- EXTRACT PROVIDED:
—————

Biography

Arielle Emmett, Ph.D., is joining the faculty at Univ. of Colorado Denver in Beijing, teaching culture and communication at International College of Beijing. She is also Director of Research and Assessment at IEIMedia, Inc., a private educational corporation that teaches intensive multimedia journalism each summer in Italy and Northern Ireland.

Emmett has been a professional journalist and teacher since beginning her career as a correspondent for Newsweek in the 1970s. In May 2011 she completed her doctoral dissertation in visual media and iconic photography at the University of Maryland Philip Merrill College of Journalism. As a doctoral fellow, she designed the website for UM's Faculty Voice.


After graduating with honors in pre-med and East Asian studies at the University of Michigan, she was selected as The New York Times intern for columnist William Safire and spent a summer in Washington, D.C. researching and writing about medical ethics and Chinese politics. Ms. Emmett later studied at National Taiwan Normal University in Taiwan while serving as a Newsweek stringer. She became a columnist and contributor to Orientations, Asia Magazine, and East Asian News and Features. Later she went to New York as an editor for Science Digest. Ms. Emmett then became a reporter and full-time features staff writer for The Detroit Free Press.

After obtaining her Masters Degree at the University of Washington (Seattle, 1981), Ms. Emmett became a science and technology journalist. She has held senior editor and editor-in-chief positions at Computer Graphics World magazine, America’s Network, and Wireless Integration, and was a ten-year contributing editor at The Scientist (www.the-scientist.com). She writes regularly as a columnist for The Philadelphia Inquirer and The American Journalism Review.

Ms. Emmett was a journalism professor at Temple University and an Associate Professor, adjunct faculty at Drexel University's Department of Culture and Communications. An avid traveler and linguist, she also holds a third-degree black belt in Ryuku Kempo Karate. In 2004 she hiked the Vilcabamba mountains and The Inca Trail with her son, Emmett Arthur, and wrote a travelogue of their trip.

—————

- HOW TO COMPLETE THIS TASK: How would you put this sentence from the biography into Spanish: "Later she went to New York as an editor for Science Digest."?

—————

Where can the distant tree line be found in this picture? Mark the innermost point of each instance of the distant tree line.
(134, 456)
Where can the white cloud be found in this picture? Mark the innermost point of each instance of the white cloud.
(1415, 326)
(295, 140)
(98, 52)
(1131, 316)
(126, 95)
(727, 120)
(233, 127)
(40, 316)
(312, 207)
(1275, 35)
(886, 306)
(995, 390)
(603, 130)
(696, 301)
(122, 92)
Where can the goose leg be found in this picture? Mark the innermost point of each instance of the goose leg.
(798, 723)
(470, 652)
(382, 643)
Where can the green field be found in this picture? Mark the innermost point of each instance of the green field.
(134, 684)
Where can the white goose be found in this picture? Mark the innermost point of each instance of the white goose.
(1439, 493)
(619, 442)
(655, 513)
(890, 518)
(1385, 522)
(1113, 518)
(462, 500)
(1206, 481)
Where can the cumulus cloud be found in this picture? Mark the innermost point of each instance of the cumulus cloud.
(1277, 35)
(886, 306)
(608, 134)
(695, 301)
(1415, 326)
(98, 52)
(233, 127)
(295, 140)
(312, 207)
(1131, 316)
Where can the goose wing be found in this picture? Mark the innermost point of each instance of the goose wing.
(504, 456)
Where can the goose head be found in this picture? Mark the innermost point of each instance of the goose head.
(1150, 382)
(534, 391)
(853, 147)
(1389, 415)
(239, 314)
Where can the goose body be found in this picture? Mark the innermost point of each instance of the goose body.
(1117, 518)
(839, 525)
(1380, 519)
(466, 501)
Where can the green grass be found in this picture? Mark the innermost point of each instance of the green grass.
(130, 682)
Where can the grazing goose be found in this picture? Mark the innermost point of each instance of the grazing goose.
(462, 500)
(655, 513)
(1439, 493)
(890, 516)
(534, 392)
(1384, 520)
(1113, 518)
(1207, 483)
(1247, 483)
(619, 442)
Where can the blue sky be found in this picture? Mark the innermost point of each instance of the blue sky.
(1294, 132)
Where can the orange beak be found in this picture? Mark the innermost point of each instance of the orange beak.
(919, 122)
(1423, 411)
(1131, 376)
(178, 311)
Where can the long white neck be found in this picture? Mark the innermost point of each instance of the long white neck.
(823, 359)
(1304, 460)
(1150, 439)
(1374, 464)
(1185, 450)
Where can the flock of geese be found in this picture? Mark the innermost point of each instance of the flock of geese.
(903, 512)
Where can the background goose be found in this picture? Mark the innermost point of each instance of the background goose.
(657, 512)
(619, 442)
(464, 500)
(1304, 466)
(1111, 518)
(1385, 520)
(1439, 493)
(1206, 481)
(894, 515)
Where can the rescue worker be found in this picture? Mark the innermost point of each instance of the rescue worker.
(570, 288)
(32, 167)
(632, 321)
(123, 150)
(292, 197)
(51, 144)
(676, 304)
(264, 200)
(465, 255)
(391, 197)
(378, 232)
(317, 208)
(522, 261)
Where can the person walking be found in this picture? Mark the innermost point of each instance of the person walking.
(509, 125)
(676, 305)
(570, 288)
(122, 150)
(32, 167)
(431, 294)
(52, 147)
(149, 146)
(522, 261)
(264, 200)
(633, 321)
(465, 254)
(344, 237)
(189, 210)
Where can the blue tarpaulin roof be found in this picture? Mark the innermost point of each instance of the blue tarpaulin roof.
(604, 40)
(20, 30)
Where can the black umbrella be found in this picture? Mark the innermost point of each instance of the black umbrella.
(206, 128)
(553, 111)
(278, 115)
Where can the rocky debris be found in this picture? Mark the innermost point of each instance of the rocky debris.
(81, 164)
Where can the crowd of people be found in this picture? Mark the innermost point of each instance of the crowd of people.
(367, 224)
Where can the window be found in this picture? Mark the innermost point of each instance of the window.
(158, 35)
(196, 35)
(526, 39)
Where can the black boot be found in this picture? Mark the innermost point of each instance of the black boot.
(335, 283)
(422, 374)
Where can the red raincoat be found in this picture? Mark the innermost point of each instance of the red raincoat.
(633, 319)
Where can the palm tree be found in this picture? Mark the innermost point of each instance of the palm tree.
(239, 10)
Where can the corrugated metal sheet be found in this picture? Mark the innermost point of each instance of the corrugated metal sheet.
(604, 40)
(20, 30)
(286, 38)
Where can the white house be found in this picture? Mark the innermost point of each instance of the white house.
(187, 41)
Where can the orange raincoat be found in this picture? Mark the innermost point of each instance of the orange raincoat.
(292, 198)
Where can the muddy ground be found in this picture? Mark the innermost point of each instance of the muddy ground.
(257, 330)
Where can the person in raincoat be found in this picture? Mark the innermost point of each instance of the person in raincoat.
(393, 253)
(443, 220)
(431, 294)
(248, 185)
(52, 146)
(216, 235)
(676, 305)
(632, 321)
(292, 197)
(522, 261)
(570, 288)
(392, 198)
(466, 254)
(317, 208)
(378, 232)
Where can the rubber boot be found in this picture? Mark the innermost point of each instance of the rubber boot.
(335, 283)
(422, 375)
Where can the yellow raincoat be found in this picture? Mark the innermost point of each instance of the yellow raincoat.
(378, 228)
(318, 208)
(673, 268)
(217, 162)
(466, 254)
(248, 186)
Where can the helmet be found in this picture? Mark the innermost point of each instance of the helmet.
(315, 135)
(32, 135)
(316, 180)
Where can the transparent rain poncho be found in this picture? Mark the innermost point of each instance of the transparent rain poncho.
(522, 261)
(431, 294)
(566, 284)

—————

- RESPONSE TO THIS TASK: Más tarde se fue a Nueva York como editora de Science Digest.